Stored data entries:
########

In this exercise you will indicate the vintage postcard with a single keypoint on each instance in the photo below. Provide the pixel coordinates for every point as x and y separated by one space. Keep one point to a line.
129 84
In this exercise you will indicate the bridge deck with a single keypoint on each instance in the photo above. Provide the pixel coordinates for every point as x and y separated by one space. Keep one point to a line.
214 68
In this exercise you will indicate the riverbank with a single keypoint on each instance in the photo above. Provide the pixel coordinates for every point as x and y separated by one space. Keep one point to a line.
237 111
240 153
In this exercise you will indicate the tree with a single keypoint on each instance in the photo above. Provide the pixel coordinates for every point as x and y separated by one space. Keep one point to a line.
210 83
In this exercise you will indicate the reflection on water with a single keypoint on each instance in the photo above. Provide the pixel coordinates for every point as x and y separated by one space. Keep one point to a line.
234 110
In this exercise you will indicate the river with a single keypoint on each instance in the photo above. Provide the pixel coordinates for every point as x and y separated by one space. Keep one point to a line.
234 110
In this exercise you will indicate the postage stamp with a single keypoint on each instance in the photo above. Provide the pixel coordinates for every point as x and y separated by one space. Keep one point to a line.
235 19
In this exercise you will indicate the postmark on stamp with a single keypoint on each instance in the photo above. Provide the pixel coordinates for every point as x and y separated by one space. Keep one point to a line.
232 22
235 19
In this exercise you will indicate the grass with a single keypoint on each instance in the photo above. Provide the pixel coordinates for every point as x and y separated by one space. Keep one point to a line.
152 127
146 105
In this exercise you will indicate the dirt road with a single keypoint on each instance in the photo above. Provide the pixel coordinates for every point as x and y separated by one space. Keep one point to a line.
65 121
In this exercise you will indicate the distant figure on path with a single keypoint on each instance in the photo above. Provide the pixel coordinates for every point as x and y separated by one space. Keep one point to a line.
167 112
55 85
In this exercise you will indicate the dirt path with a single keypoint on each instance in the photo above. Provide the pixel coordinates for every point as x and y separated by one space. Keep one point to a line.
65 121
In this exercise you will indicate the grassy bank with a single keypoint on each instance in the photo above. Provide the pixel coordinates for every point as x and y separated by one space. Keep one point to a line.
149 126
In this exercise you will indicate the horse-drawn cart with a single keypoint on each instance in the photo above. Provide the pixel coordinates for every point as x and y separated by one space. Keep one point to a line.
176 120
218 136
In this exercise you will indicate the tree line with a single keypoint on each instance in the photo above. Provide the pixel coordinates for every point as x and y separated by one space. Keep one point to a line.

########

- [PROBLEM] For this exercise, output the entries above exactly as written.

- [WRITTEN RESPONSE]
In this exercise you will indicate the vintage postcard with a single keypoint on each instance in the photo below. Provide the pixel coordinates for every point as x and y separated by one space. Keep one point to a line.
129 84
In this exercise you will indicate the bridge deck with a single keypoint on each instance in the photo above. Provide the pixel coordinates for every point as x and y separated by one space. Keep one point to a line.
214 68
In this exercise you will indicate the riverbank with a single keypoint on each instance in the photo above. Provide the pixel coordinates for every point as x and y separated by one space. Keep one point to a line.
237 111
240 153
In this exercise you will indicate the tree with a single keypoint on each instance in the photo above. Provide the pixel coordinates for every point as x and y separated by one space. Keep one point to a line.
210 83
In this exercise you will indicate the reflection on water with a single keypoint on each instance in the photo above. Provide the pixel coordinates for every point as x and y separated by one space. Keep one point to a line.
234 110
In this exercise you will indicate the river with a single keypoint on each instance in the photo above. Provide the pixel coordinates for every point as x and y separated by one space. Keep one point to a line.
234 110
In this exercise you will indicate the postage stamp with a single keypoint on each instance in the photo above. Provide the pixel coordinates for every point as x and y separated by one space. Keep one point to a line.
235 19
In this exercise you will indicate the postmark on stamp with a single keypoint on each instance in the photo above. Provide the pixel coordinates for every point as x and y separated by one space. Keep one point to a line.
232 22
235 19
In this exercise you will indicate the grass with a single keypoint on each instance in the photo above. Provide the pixel coordinates for every point as x and y separated by one space. Keep one point to a line.
152 127
146 105
In this exercise you will indicate the dirt road with a single keypoint on each instance in the photo above. Provide the pixel coordinates for every point as x and y separated by one space. Keep one point to a line.
65 121
In this exercise you will indicate the distant figure on path with a single keypoint on each instance in the photo above. Provide the pixel coordinates for every point as x and y separated by one space. Keep one point to a line.
167 112
55 85
In this exercise you will indicate the dirt path with a single keypoint on each instance in the photo above. Provide the pixel coordinates for every point as x and y separated by one space. Keep one point to a line.
65 121
In this exercise you will indicate the grassy bank with a single keypoint on each instance in the photo above. Provide the pixel coordinates for every point as x and y separated by one space. Keep one point to a line.
149 126
In this exercise you will indicate the horse-drawn cart with a single keypoint on each instance in the photo above. Provide the pixel coordinates for every point as x and y separated by one space. Keep one point to a line.
176 120
218 136
In this exercise you will indicate the tree line with a single keypoint on each instance in the photo above. Provide the pixel coordinates for every point as x and y separated by one space. Keep one point to a line.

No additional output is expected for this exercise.